A vereadora Robin Rue Simmons, autora da proposta em Evanston, descreveu a iniciativa como "um primeiro passo" e observou que o plano sozinho não é suficiente e que são necessários muitos programas e mais financiamento até que se possa reparar as injustiças raciais.
Modelo
Apesar do interesse renovado nos últimos anos, o tema das reparações financeiras a americanos negros ainda é polêmico.
Pesquisa Ipsos do ano passado indica que só 33% dos entrevistados concordam que o governo deveria fazer pagamentos em dinheiro a pessoas negras cujos antepassados foram escravizados. Mesmo entre a população negra, 20% são contra.
Entre os especialistas que apoiam a ideia, não há consenso sobre como e quanto pagar ou como definir quem teria direito. Alguns propõem pagamentos diretos em dinheiro, para que os beneficiados usem como desejarem.

INSTRUÇÕES:
1 - Com base no trecho sobre reparações, explique em uma a três frases por que alguns especialistas defendem pagamentos diretos em dinheiro.
2 - Reproduza a parte do trecho sobre reparações que começa em "Entre os especialistas" e termina em "usem como desejarem.".

DADOS DE ENTRADA:

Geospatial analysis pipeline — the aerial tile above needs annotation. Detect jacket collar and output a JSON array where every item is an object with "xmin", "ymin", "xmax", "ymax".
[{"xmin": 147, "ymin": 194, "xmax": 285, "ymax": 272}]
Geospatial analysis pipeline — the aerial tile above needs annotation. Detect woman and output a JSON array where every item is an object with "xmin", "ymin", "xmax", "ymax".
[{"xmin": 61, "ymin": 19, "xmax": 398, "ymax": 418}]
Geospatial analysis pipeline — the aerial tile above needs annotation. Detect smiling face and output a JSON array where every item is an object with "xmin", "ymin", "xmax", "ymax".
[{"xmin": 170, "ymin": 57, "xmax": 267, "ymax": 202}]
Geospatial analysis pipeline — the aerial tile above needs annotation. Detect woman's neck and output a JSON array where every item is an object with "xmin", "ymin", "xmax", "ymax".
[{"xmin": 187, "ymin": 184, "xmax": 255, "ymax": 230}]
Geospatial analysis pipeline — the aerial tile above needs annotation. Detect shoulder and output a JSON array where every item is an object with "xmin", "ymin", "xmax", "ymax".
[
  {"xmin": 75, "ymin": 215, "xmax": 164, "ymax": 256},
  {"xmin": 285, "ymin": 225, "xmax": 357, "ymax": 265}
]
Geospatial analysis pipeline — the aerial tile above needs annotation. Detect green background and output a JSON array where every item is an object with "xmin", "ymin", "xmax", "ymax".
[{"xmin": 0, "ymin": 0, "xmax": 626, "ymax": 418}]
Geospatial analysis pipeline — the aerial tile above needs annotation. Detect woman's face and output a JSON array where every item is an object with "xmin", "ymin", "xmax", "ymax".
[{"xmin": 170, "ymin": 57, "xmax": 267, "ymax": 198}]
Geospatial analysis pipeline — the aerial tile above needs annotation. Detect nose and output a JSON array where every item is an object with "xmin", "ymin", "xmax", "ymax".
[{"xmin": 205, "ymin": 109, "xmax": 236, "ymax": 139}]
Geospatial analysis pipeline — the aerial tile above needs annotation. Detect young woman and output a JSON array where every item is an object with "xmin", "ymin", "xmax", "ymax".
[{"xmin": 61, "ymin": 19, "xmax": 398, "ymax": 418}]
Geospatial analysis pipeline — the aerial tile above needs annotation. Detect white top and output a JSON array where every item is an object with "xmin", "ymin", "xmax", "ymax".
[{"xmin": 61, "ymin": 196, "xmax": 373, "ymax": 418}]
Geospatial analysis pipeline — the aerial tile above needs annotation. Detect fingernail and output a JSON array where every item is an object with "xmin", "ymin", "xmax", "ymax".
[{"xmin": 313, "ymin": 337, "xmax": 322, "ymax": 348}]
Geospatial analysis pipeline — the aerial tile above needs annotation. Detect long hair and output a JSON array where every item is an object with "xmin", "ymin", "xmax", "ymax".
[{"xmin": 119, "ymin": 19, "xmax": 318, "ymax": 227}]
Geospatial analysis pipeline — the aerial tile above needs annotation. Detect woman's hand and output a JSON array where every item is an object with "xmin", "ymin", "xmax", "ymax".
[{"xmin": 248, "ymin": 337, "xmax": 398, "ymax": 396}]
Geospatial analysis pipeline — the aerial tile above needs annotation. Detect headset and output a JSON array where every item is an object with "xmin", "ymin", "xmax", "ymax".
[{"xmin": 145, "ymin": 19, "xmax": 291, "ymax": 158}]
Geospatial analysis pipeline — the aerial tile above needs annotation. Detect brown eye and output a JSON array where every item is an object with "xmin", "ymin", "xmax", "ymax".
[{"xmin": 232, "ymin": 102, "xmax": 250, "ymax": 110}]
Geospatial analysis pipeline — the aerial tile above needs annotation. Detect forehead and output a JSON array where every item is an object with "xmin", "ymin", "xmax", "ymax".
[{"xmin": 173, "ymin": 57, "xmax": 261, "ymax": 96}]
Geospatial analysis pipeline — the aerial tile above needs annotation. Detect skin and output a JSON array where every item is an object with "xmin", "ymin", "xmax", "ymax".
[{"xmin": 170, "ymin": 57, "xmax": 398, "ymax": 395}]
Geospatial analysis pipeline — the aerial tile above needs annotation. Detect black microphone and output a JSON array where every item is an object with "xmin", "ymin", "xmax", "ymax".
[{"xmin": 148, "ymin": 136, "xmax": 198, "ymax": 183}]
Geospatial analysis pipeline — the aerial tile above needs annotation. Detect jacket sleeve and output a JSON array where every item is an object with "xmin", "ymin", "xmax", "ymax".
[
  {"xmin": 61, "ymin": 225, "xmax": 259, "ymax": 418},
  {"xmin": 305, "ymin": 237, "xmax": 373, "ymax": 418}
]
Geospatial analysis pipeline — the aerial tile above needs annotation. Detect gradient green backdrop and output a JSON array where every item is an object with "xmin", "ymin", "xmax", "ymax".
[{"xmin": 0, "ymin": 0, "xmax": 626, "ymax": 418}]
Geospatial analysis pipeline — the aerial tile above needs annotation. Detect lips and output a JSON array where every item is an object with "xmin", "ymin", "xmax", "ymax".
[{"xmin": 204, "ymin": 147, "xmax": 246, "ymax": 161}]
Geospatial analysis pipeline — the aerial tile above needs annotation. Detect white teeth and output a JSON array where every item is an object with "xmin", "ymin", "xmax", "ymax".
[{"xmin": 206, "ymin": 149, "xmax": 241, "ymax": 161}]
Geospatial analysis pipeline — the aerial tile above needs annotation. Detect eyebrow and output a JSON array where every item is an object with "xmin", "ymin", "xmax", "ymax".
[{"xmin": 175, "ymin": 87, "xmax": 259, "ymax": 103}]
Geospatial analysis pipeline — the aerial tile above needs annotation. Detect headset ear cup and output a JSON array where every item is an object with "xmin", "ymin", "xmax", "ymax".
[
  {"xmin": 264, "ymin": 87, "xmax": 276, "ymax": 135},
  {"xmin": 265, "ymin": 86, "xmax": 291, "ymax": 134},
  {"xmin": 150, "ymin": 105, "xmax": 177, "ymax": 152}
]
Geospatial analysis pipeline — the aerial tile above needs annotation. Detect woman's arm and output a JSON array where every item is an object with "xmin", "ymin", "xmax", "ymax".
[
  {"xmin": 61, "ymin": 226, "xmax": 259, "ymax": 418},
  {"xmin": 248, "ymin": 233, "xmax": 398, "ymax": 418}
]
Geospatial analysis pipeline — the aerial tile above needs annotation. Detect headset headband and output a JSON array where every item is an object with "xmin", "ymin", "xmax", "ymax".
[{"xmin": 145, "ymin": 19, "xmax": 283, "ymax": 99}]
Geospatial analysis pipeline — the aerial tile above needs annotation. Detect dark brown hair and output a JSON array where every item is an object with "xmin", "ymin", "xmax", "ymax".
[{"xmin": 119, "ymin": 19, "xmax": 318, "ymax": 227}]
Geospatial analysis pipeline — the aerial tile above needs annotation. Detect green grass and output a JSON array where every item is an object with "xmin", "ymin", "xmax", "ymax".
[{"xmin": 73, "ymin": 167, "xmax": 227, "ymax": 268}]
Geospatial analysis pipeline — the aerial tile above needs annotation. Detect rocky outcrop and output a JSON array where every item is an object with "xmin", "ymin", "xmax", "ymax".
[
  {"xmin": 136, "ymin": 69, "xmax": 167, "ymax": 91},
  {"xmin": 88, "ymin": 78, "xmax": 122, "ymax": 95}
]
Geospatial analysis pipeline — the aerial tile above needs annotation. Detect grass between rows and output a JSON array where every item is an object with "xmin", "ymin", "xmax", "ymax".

RESPOSTAS POR TAREFA:
1 - Alguns especialistas propõem pagamentos diretos em dinheiro para que os beneficiados os usem como desejarem.

2 -
Entre os especialistas que apoiam a ideia, não há consenso sobre como e quanto pagar ou como definir quem teria direito. Alguns propõem pagamentos diretos em dinheiro, para que os beneficiados usem como desejarem.